## Directions
Your task is to output the listing word for word, with pictures excluded.

## Excerpted records

--- --- ---

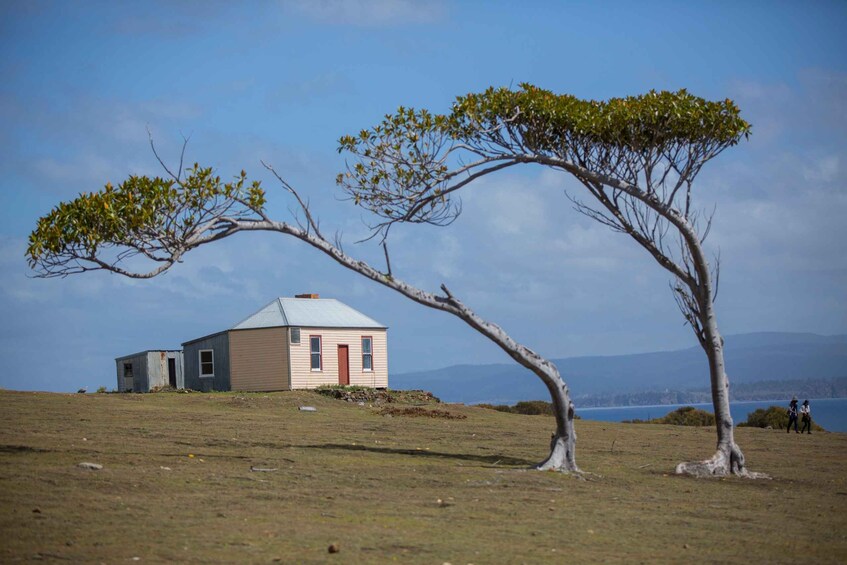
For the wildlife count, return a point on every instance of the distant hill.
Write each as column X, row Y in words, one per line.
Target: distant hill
column 765, row 356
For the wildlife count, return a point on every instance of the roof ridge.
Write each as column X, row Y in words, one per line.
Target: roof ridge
column 282, row 310
column 253, row 314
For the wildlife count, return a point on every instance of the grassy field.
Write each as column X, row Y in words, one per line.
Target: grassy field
column 177, row 485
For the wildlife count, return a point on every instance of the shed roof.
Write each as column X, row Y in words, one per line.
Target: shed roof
column 307, row 312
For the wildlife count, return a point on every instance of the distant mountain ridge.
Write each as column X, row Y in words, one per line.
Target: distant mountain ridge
column 763, row 356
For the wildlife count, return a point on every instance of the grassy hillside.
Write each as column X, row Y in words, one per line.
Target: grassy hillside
column 177, row 484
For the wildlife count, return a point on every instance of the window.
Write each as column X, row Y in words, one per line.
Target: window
column 367, row 354
column 207, row 363
column 315, row 351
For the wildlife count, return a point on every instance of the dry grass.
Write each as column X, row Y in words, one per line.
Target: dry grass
column 372, row 484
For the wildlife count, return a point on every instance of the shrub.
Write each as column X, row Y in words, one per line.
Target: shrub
column 685, row 416
column 775, row 417
column 533, row 408
column 526, row 407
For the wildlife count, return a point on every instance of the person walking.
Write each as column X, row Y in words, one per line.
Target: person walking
column 806, row 416
column 792, row 415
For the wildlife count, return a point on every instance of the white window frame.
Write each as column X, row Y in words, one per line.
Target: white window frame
column 319, row 352
column 369, row 354
column 200, row 361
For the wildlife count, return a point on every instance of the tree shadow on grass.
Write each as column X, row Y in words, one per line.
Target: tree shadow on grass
column 490, row 460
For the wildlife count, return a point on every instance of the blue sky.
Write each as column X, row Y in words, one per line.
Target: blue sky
column 282, row 81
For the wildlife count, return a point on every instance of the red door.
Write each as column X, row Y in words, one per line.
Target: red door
column 343, row 365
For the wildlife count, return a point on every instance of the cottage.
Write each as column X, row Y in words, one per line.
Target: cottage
column 291, row 343
column 141, row 372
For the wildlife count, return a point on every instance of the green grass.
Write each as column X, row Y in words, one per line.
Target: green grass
column 371, row 483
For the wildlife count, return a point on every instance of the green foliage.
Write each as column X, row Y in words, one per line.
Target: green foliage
column 775, row 417
column 407, row 166
column 684, row 416
column 153, row 216
column 561, row 123
column 526, row 407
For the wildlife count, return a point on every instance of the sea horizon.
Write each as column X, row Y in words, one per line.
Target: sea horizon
column 830, row 413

--- --- ---

## Finished answer
For the wildlife count, return a point on every instance of the distant hill.
Write each as column X, row Y in words, one per line.
Target: distant hill
column 765, row 356
For the wildlife count, return a point on every instance of the roof ridge.
Write each as column X, row Y in words, one per line.
Target: roof ridge
column 282, row 310
column 253, row 314
For the wildlife count, return a point on every instance of the grassy field.
Write each as column X, row Y in words, one per line.
Target: grassy field
column 177, row 485
For the wildlife count, return a point on every instance of the shed roof.
Write each as column X, row Y in words, one per line.
Target: shed roof
column 307, row 312
For the wildlife count, return a point on every instance of the distant mountain ridge.
Write each as column X, row Y in words, one per line.
Target: distant mountain ridge
column 763, row 356
For the wildlife count, return a point on every instance of the grassy hillside.
Write each as column X, row Y in words, one per line.
Target: grassy hillside
column 177, row 484
For the wildlife count, return a point on every instance of the window.
Write each as column X, row Y in words, one per line.
Target: window
column 367, row 354
column 207, row 363
column 315, row 351
For the wildlife count, return a point on every instance of the dry grass.
Write each as column X, row Y in words, one per line.
Target: dry grass
column 372, row 484
For the wildlife count, return a point on every instance of the shrub.
Write each as column X, row Y in words, one per line.
Target: shrub
column 685, row 416
column 775, row 417
column 533, row 408
column 526, row 407
For the wildlife count, return a point on every instance of the person walking.
Write each as column X, row Y in words, one per line.
Target: person walking
column 806, row 416
column 792, row 415
For the wildlife count, return a point on every instance of the white window frame.
Write each as column X, row Y in words, one per line.
Target: white window frame
column 319, row 352
column 369, row 354
column 200, row 361
For the wildlife count, return a point on every instance of the tree shadow on grass.
Write each as column X, row Y in words, one per line.
Target: tree shadow on grass
column 490, row 460
For the wildlife count, return a point on every instance of the blue sky.
Write each as column X, row Y in words, one per line.
Target: blue sky
column 282, row 81
For the wildlife count, return a point on every instance of the red door.
Write each as column X, row Y in words, one per line.
Target: red door
column 343, row 365
For the wildlife count, return a point on every instance of the cottage.
Write each as column X, row Y in words, one per line.
Target: cottage
column 291, row 343
column 141, row 372
For the wildlife count, return a point on every instance of the green grass.
Write each as column X, row Y in words, one per line.
Target: green grass
column 371, row 483
For the wildlife count, return a point on every instance of the green foliage.
Write each as column X, row Y in words, one per line.
Target: green foliage
column 775, row 417
column 407, row 166
column 684, row 416
column 153, row 216
column 561, row 123
column 526, row 407
For the wildlife count, return a point on every instance of the sea horizon.
Write each as column X, row Y in words, one per line.
Target: sea horizon
column 830, row 413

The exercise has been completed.